__ACTIVITY__. Lines from the entries below that hold "with" form the answer; copy all of them.

__Saved data entries__.
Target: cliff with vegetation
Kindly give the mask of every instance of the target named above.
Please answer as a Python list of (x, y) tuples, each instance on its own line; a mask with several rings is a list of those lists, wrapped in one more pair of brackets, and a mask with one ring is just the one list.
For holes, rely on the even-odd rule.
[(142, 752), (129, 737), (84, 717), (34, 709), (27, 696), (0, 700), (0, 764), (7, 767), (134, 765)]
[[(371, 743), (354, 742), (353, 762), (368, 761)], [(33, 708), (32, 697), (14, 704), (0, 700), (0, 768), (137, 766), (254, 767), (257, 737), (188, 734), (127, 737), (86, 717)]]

__TASK OUTPUT__.
Target: cliff with vegetation
Please answer as a Python list of (x, y) tuples, each instance on its own line; a mask with several rings is a list of those lists, wrapped in one more pair of brackets, and a mask with one ring is just the one list.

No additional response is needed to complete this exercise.